── PETIKAN TEKS

Hasilnya adalah terbentuknya busur gunung api (magmatic arc).
Rekontruksi
tektonik lempeng tersebut akhirnya dapat menerangkan pelbagai gejala
geologi dan memahami pendapat Santos, yang meyakini Wilayah Indonesia
memiliki korelasi dengan anggapan Plato yang menyatakan bahwa tembok
Atlantis terbungkus emas, perak, perunggu, timah dan tembaga, seperti
terdapatnya mineral berharga tersebut pada jalur magmatik di Indonesia.
Hingga saat ini, hanya beberapa tempat di dunia yang merupakan produsen
timah utama. Salah satunya disebut Kepulauan Timah dan Logam, bernama Tashish, Tartessos dan nama lain yang menurut Santos (2005) tidak lain adalah Indonesia. Jika Plato benar, maka Atlantis sesungguhnya adalah Indonesia.
(atlan.org) |
Selain
menunjukan kekayaan sumberdaya mineral, fenomena tektonik lempeng
tersebut menyebabkan munculnya titik-titik pusat gempa, barisan gunung
api aktif (bagian dari Ring of Fire dunia), dan banyaknya komplek
patahan (sesar) besar, tersebar di Sumatera, Jawa, Nusa Tenggara dan
Indonesia bagian timur. Pemunculan gunung api aktif, titik-titik gempa
bumi dan kompleks patahan yang begitu besar, seperti sesar Semangko (Great Semangko Fault membujur dari Aceh sampai teluk Semangko di Lampung) memperlihatkan tingkat kerawanan yang begitu besar.

────

§ TUGAS YANG DIBERIKAN
Lanjutkan teks di atas tentang tektonik lempeng di wilayah Indonesia. Mulailah tepat sesudah kalimat terakhirnya.

── KUTIPAN DATA

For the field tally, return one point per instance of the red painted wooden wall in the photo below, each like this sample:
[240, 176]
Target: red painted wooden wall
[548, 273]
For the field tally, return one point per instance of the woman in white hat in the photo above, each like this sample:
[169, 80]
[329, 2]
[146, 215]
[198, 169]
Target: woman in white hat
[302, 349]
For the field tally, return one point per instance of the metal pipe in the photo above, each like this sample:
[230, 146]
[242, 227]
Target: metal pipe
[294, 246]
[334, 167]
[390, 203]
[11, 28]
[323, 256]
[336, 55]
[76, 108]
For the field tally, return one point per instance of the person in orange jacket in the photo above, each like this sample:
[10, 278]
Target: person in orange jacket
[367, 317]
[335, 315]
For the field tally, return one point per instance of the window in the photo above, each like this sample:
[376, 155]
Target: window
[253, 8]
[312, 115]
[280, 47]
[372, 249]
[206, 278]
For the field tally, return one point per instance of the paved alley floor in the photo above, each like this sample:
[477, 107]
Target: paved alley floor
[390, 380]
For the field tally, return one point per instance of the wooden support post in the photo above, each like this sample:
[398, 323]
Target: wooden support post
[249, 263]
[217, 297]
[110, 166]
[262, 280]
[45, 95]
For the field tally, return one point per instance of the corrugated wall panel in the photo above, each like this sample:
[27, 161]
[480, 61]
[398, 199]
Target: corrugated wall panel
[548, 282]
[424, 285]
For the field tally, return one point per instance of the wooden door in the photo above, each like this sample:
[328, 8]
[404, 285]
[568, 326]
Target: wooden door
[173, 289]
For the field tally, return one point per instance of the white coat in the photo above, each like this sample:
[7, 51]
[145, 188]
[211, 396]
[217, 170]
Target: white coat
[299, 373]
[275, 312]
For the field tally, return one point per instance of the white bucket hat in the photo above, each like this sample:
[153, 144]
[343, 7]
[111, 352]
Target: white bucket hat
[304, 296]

────

§ HASIL TUGAS
Menurut
Kertapati (2006), karakteristik gempa bumi di daerah Busur Sunda pada
umumnya diikuti tsunami. Para peneliti masa kini terutama Santos (2005)
dan sebagian peneliti Amerika Serikat memiliki keyakinan bahwa gejala
kerawanan bencana geologi wilayah Indonesia adalah sesuai dengan
anggapan Plato yang menyatakan bahwa Benua Atlantis telah hilang akibat
letusan gunung berapi yang bersamaan.
atlantis-indonesia map (ahmadsamanto.wordpress.com) |
Penyebab
terjadinya Zaman Es antara lain adalah terjadinya proses pendinginan
aerosol yang sering menimpa planet bumi. Dampak ikutan dari peristiwa
Zaman Es adalah penurunan muka laut. Letusan gunung api dapat
menerangkan berakhirnya Zaman Es pada skala kecil dan teori kepunahan
Dinosaurus dapat menerangkan akhir Zaman Es pada skala besar.
Dari
sudut pandang di atas, Zaman Es terakhir dimulai sekitar 20.000 tahun
yang lalu dan berakhir kira-kira 10.000 tahun lalu atau pada awal kala
Holocene (akhir Pleistocene). Proses pelelehan Es di zaman ini
berlangsung relatif lama dan beberapa ahli membuktikan proses ini
berakhir sekitar 6.000 tahun yang lalu.
Pada
Zaman Es, pemukaan air laut jauh lebih rendah daripada sekarang, karena
banyak air yang tersedot karena membeku di daerah kutub. Kala itu Laut
China Selatan kering, sehingga kepulauan Nusantara barat tergabung
dengan daratan Asia Tenggara.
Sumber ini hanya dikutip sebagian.